---------- Exercise data ----------
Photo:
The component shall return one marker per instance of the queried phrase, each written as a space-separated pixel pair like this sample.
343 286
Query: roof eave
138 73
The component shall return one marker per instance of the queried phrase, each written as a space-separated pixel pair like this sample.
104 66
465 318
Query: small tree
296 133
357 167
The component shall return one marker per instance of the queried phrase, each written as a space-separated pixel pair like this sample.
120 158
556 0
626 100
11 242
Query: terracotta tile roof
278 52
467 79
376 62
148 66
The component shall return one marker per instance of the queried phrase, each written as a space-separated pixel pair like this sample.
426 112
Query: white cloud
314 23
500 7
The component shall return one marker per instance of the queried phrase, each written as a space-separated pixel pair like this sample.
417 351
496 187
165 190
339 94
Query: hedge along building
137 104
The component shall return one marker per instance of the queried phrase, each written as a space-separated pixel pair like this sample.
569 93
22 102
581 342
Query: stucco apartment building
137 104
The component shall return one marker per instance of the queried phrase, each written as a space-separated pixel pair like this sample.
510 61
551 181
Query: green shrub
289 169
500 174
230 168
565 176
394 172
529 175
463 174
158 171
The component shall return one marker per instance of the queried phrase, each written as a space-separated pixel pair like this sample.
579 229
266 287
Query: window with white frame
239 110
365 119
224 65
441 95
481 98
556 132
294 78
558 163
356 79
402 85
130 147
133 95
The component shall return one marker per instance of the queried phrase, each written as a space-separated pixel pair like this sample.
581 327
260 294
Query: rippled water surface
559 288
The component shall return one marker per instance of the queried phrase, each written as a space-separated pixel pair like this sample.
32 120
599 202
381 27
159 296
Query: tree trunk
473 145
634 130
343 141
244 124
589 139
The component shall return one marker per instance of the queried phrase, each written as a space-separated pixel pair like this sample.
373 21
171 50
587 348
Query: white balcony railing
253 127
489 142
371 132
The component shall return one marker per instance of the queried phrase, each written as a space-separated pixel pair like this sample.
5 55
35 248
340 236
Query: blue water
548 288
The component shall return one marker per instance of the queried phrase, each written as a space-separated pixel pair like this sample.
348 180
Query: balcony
----------
Task to carry out
Retype each line above exactly as written.

The completed task
Photo:
The component shall return one marker per instance of the queried phrase, each written as a space-separated pixel pair like this sample.
343 286
Query: roof eave
138 73
The component shall return one marker per instance of the queried phrase, each written as a space-separated pixel pair like this sample.
104 66
465 318
Query: small tree
296 133
357 167
The component shall return one marker per instance of the queried phrase, each written as a space-separated pixel pair like this sample.
120 158
556 0
626 100
11 242
Query: terracotta tile roof
278 52
467 79
376 62
148 66
The component shall return one marker per instance of the queried phrase, each written as a space-separated pixel pair like this sample.
426 112
Query: white cloud
314 23
500 7
The component shall return one marker per instance of the queried phrase, each written as a space-separated pixel pair like this sample.
417 351
496 187
165 190
339 94
Query: hedge along building
137 104
The component shall return one marker per instance of the queried phrase, each written as a space-separated pixel pair like this sample.
569 93
22 102
581 342
Query: stucco apartment building
137 104
The component shall return one marker per instance of the queried phrase, each written as a space-separated pixel pair like this sample.
510 61
551 181
Query: green shrub
289 169
500 174
230 168
565 176
394 172
529 175
463 174
158 171
The component shall return one marker per instance of the queried phrase, each written as a space-separated pixel pair like this sample.
579 229
266 287
Query: window with white frame
239 110
365 119
224 65
441 95
481 98
556 132
294 78
558 163
356 79
402 85
130 147
133 95
The component shall return one marker per instance of the queried phrase, each written as a space-separated pixel pair like this sample.
581 327
260 294
Query: rippled water surface
559 288
The component shall return one marker per instance of the queried phrase, each written as a space-separated pixel pair like this sample.
32 120
599 202
381 27
159 296
Query: tree trunk
473 145
634 130
343 141
244 124
589 139
The component shall return one marker per instance of the queried phrase, each written as a space-separated pixel pair like this sample.
373 21
171 50
587 348
Query: white balcony railing
253 127
489 142
371 132
The component shall return one marker per instance of the queried phrase, each written as a space-separated pixel pair like this sample.
5 55
35 248
340 236
Query: blue water
548 288
The component shall return one marker per instance of the queried phrase, each written as a space-separated pixel pair like this sample.
348 180
Query: balcony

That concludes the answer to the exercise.